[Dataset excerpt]
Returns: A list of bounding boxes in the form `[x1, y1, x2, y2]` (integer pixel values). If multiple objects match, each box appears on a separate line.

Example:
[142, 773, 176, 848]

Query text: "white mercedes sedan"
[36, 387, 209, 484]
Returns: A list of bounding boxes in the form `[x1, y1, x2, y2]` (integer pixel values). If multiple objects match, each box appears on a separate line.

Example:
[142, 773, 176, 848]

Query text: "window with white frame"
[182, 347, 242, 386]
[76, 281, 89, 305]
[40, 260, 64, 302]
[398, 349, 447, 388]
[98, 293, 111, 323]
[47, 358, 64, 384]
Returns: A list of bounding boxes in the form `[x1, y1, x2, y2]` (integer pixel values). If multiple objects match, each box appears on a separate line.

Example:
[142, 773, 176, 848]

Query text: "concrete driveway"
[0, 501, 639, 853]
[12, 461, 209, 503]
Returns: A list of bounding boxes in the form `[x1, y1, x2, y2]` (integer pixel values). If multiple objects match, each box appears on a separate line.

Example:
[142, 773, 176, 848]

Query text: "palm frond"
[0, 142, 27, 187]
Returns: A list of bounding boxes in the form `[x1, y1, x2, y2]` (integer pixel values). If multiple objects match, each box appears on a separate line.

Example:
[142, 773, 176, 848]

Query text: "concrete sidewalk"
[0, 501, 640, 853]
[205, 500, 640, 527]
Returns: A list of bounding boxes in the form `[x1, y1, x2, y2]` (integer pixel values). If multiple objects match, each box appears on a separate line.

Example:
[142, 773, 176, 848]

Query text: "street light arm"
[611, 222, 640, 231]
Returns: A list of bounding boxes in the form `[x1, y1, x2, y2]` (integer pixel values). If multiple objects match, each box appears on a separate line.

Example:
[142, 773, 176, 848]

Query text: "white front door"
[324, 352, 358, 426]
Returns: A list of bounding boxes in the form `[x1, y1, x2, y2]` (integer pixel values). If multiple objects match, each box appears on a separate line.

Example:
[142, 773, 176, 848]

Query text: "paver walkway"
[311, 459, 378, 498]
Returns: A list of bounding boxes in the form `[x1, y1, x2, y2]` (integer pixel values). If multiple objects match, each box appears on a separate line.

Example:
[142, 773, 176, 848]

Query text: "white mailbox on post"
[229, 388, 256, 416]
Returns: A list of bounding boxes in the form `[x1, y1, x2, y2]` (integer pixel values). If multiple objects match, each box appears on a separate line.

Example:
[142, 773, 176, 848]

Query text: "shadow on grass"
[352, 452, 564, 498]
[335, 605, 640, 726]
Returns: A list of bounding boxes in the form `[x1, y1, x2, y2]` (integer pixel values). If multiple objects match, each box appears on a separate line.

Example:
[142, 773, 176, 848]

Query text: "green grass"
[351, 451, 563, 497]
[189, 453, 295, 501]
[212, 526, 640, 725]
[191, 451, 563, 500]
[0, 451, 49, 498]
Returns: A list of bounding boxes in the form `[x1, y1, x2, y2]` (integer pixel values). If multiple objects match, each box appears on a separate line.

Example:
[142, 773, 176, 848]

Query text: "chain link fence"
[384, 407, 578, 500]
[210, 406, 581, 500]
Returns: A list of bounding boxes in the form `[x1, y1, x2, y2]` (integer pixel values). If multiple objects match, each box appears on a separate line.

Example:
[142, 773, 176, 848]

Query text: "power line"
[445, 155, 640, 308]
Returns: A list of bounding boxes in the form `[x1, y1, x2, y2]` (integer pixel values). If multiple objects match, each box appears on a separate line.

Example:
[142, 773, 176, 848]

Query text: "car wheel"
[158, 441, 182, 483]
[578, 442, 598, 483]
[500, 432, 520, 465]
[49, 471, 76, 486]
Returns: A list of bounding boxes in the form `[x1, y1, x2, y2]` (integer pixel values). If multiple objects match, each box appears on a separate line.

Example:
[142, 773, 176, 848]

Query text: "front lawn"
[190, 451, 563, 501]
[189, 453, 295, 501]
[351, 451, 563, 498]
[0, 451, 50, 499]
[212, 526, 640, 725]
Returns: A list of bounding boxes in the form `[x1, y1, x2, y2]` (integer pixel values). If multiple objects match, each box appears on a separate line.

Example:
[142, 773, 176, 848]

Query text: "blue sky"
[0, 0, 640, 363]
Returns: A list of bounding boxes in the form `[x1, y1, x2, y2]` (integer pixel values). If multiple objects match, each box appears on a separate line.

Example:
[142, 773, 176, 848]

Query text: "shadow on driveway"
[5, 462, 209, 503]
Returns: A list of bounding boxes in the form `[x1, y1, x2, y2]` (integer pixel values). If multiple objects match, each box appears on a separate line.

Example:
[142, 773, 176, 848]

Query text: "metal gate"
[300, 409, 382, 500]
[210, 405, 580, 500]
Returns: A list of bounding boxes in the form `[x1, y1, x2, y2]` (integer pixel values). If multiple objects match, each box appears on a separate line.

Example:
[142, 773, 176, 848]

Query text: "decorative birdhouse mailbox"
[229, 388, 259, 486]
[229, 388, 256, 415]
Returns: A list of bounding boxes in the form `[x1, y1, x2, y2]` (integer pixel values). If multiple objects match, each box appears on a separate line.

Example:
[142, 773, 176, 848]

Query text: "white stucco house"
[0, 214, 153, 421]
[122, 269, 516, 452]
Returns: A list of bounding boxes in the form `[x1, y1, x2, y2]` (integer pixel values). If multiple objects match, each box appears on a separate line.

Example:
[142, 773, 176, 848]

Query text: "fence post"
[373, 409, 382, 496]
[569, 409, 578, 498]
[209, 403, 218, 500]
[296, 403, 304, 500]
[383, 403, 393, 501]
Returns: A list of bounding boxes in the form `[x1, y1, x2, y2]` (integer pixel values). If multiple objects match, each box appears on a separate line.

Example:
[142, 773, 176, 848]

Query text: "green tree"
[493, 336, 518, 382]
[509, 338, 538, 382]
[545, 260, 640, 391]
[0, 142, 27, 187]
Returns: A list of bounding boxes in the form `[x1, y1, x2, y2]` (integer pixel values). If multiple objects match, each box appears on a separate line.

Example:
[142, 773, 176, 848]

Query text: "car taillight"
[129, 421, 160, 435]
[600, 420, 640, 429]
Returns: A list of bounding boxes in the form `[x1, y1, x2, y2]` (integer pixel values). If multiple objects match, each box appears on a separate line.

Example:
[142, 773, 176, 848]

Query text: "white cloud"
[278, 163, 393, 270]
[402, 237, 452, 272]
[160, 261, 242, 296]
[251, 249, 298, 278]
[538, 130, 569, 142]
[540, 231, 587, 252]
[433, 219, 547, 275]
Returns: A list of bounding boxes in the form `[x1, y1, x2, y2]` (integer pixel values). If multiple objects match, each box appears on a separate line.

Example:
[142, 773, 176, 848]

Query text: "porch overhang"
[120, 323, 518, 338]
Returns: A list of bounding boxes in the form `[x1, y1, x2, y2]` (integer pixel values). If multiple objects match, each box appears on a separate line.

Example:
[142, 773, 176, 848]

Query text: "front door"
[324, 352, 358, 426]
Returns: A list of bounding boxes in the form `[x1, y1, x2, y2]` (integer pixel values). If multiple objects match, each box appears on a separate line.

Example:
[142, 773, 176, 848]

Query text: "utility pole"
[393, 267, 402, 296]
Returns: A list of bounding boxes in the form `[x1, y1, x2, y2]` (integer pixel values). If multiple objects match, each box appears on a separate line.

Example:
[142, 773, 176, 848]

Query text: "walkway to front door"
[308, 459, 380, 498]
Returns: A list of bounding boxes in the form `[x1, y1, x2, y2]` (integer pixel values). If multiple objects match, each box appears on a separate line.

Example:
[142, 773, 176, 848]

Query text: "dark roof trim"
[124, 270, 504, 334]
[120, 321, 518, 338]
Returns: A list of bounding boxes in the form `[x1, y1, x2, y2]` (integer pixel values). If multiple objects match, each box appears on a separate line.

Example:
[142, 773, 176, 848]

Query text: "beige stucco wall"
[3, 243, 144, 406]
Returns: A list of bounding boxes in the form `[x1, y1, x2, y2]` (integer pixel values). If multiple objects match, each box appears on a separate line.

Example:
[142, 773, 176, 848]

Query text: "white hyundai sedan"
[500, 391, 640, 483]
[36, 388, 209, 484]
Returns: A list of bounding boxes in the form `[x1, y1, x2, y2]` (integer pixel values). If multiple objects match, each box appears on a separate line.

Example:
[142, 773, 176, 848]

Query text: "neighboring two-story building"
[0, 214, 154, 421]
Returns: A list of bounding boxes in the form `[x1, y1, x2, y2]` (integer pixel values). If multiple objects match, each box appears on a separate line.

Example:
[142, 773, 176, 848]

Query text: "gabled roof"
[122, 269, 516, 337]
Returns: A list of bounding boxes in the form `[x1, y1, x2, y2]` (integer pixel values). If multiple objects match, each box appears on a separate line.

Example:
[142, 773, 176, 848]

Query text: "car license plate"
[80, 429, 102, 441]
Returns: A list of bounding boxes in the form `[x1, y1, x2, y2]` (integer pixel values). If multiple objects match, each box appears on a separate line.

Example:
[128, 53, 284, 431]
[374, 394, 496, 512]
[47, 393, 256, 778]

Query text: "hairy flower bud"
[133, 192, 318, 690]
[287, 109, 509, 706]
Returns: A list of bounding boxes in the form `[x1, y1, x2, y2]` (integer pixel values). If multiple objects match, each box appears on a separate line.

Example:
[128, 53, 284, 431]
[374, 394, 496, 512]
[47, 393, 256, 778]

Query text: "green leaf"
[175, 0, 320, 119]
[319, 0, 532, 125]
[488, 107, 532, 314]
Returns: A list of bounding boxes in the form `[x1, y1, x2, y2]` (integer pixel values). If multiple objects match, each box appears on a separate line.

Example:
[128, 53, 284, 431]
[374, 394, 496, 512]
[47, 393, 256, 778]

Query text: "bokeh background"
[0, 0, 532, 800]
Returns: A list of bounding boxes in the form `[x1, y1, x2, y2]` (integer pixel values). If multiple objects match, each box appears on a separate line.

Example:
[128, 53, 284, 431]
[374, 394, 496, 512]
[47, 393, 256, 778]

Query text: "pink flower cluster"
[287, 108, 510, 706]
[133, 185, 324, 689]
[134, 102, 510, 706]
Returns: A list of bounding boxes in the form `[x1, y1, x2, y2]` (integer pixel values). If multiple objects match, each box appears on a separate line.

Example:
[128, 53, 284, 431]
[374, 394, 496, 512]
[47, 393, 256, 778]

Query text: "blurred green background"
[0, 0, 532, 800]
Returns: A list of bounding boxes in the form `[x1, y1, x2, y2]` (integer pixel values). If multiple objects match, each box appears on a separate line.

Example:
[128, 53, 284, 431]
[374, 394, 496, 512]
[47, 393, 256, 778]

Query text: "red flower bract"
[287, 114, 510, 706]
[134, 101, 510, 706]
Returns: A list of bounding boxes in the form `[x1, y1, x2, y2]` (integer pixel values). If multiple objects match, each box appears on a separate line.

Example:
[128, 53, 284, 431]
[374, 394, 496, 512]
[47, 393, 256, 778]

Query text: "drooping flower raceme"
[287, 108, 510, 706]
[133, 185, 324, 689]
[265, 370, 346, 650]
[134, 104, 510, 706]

◆ EXERCISE INSTRUCTIONS
Please pull out every line in the entries above that contains the word "walkway". Case counts.

◆ THE ANSWER
Query text: "paver walkway"
Query text: "walkway to front door"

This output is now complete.